→ TASKS FOR THIS EXERCISE
- a) Please copy the stretch of the Bill Starr 5x5 thread from "if you change" through "doing things properly." word for word.
- b) In the Bill Starr 5x5 thread, what share of Monday's weight does the routine call for on Friday?

→ EXCERPTED TEXT
▶
# Bill Starr 5x5 Routine



## imcleish (Jan 8, 2007)

Hey guys,
I've got Bill Starr's book, "only the strong survive" where he outlines his 5x5 or "big 3" routine, and flipping through it last night I decided to give it a try.  Haven't done it in a few years, but I liked the results last time.  I added/changed a couple things and wanted to see what everyone thought of my routine.  Most of it is identical to what he outlines in the book.  Here it is.

Monday (today)
Bench:  5x5 ramping the weight
Power cleans: 5x5 ramping the weight
Squat:  5x5 ramping the weight
good mornings (in place of leg curls):  95x20, 125x10
hack squat (in place of leg extensions): 100x20, 130x10
    added in
Barbell row: 5x5 ramping the weight
Power Shrugs: 5x10 ramping the weight

Wednesday:
5x5 80% of Monday for all lifts

Friday:
5x5 90% of Monday for all lifts

I guess I'm mostly wondering about the power shrugs, whether it might be too much or not.  The whole workout took me about an hour today, which means the lighter days should take even less.  I'm used to doing hang cleans, and found that I wasn't quite as explosive with the power cleans, that's why I wanted to have an explosive lift like the power shrugs in there.  Thanks for any help/suggestions.....


----------



## P-funk (Jan 8, 2007)

Why 20 reps on the good mornings and hack squats?  Those aren't in the original program.

if you change the program it is not the program.

Power cleans mean that you catch it in a position above a parallel squat.  Hang cleans mean that you start from a hang position.  One term denotes were you start the lift and the other denotes were you end the lift.  You need to re-evaluate that and make sure that you are doing things properly.


----------



## imcleish (Jan 8, 2007)

Yeah, I know the difference between a power clean and a hang.  I just found that by starting from the floor (power), I couldn't lift as much as I could from the knees (hang) and I didn't feel as explosive.  I've always done hangs, probably why.  2 sets of leg curls and extensions, 20 reps on the first set and 10 on the second are in the original program as well.  I just figured I'd do good mornings instead since I like the movement more.  what do you think about the power shrugs?  Thanks for your help P-funk....


----------



## P-funk (Jan 8, 2007)

starting from the floor does not mean that it is a power clean though.  that is what i am saying.  starging from the floor means you are just starting from the floor.  it has nothing to do with where you catch the bar.

why do you have the power shrugs in there?

20 rep good mornings are pretty ridiculous IMO.


----------



## Witchblade (Jan 8, 2007)

imcleish said:


> Monday (today)
> Bench:  5x5 ramping the weight
> Power cleans: 5x5 ramping the weight
> Squat:  5x5 ramping the weight
> ...


Ditch the bolded stuff. 400 sets are you insane? And shrugs are a pretty useless exercise.


----------



## imcleish (Jan 8, 2007)

Ok, I know you know what you're talking about so I'm not going to argue with you.  

I threw the shrugs in there to help train the hip explosion that I normally get when I do cleans from the knees as opposed to cleans from the floor.
◀
→ GIVEN RECORDS
▶
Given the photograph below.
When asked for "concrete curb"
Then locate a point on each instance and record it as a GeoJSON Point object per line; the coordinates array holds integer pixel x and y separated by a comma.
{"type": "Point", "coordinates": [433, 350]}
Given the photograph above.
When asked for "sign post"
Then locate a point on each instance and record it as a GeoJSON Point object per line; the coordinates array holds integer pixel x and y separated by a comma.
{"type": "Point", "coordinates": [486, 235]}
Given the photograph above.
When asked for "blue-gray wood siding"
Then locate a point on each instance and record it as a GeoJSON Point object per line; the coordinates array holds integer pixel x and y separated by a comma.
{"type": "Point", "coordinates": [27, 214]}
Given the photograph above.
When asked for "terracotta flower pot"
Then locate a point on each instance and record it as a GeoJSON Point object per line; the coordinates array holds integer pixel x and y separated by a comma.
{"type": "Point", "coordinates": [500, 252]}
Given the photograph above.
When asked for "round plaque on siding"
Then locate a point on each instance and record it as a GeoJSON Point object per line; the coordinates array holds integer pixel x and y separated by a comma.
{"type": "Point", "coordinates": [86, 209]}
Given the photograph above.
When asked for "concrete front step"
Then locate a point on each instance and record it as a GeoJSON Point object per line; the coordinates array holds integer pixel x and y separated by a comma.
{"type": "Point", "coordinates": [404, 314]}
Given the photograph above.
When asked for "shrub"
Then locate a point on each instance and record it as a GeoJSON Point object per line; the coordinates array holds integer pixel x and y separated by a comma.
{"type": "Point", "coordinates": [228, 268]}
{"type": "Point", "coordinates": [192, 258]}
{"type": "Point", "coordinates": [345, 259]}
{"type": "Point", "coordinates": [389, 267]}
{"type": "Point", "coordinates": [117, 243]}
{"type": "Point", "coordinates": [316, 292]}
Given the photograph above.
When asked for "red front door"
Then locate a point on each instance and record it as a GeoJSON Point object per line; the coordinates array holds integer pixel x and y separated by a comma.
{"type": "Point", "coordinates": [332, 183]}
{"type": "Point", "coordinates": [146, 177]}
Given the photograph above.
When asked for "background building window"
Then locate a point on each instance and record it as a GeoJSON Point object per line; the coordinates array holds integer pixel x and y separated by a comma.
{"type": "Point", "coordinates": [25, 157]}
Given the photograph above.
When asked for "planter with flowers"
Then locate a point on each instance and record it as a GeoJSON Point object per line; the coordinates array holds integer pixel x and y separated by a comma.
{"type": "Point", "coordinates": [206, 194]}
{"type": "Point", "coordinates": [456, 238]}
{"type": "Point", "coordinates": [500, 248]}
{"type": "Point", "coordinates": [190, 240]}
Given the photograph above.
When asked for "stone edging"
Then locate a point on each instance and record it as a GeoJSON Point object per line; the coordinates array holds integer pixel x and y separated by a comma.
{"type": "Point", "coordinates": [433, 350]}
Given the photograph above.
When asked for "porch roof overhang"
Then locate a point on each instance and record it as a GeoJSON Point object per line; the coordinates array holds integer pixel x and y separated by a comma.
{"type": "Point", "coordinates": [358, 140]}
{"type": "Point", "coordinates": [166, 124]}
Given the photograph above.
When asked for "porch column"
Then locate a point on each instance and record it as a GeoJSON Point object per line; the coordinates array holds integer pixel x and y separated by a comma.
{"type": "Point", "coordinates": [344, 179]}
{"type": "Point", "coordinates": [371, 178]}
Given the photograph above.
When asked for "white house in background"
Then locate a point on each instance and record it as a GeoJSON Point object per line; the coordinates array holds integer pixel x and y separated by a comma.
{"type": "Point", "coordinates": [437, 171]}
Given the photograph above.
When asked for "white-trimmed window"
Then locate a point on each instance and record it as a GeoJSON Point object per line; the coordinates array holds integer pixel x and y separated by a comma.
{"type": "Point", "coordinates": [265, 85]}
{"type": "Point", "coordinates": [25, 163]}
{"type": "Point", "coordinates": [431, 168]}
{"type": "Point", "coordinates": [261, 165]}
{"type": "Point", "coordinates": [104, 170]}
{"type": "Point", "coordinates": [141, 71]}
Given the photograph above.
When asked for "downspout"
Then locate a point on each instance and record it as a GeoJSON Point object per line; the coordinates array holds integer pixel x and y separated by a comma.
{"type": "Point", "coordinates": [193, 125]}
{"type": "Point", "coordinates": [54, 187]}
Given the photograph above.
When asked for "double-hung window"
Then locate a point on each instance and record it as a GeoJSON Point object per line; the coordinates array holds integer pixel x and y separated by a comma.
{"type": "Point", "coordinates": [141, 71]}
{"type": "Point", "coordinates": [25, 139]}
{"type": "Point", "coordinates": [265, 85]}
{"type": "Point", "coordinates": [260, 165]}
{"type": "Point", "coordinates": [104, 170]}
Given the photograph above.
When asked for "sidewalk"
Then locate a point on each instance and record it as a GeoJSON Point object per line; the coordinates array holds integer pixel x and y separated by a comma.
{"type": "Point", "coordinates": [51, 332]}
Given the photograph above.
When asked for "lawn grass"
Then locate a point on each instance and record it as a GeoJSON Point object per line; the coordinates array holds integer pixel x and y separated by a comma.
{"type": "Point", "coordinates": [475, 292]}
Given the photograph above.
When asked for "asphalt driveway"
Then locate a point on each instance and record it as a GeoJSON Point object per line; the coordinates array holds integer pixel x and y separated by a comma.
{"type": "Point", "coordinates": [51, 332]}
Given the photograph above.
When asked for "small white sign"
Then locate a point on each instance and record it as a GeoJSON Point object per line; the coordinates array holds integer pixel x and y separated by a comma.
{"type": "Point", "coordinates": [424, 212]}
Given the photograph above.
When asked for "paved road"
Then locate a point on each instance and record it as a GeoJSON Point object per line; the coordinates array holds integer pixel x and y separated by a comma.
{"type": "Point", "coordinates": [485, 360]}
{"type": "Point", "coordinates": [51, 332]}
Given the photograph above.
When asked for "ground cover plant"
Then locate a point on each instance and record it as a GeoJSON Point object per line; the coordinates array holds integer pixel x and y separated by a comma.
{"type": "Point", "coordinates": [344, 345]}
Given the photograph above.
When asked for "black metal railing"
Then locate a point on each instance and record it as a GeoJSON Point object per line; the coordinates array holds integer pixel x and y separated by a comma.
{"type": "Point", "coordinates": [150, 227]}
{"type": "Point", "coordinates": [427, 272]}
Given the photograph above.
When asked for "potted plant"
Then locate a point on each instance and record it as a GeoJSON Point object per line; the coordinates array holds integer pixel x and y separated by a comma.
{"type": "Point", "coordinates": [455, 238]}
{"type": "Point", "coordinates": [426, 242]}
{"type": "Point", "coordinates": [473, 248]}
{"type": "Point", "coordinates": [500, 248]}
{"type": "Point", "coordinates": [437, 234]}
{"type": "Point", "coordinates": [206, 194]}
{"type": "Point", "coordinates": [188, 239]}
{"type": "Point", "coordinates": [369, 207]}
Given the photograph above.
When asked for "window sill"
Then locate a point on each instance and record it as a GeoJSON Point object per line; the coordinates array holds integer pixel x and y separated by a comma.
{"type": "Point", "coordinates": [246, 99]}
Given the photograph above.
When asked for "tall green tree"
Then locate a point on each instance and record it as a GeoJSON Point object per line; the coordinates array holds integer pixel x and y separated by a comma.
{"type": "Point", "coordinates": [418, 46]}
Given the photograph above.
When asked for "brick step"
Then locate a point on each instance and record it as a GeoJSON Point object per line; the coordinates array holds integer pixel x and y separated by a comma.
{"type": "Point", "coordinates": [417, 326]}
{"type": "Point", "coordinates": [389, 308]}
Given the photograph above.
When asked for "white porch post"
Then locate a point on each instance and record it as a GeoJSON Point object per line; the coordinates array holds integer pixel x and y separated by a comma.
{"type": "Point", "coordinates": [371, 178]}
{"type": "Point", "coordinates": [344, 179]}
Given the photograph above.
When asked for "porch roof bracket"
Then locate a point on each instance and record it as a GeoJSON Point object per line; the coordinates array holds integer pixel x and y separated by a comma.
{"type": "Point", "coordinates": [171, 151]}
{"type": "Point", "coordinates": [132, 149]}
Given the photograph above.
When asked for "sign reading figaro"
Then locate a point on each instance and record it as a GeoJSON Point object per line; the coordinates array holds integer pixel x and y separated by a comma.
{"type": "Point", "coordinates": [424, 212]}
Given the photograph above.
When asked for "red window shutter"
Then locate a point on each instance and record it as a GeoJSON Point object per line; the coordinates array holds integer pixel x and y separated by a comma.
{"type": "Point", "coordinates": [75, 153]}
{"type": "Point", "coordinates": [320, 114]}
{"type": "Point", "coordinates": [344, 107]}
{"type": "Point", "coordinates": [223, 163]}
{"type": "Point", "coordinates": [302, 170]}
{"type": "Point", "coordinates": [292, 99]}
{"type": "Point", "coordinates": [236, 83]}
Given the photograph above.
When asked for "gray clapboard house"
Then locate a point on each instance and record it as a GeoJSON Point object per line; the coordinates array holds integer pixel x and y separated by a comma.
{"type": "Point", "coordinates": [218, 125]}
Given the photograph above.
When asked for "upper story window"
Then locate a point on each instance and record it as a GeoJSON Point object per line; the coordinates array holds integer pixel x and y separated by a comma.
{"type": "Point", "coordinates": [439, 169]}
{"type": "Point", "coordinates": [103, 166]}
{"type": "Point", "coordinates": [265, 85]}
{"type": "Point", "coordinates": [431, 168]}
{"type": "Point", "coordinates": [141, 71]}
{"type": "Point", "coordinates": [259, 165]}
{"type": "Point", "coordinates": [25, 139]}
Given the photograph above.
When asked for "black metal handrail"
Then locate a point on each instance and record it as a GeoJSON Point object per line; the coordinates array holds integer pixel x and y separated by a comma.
◀
→ OUTPUTS IN ORDER
- a)
if you change the program it is not the program.

Power cleans mean that you catch it in a position above a parallel squat.  Hang cleans mean that you start from a hang position.  One term denotes were you start the lift and the other denotes were you end the lift.  You need to re-evaluate that and make sure that you are doing things properly.

- b) 90% of Monday's weight, for 5x5 on all lifts.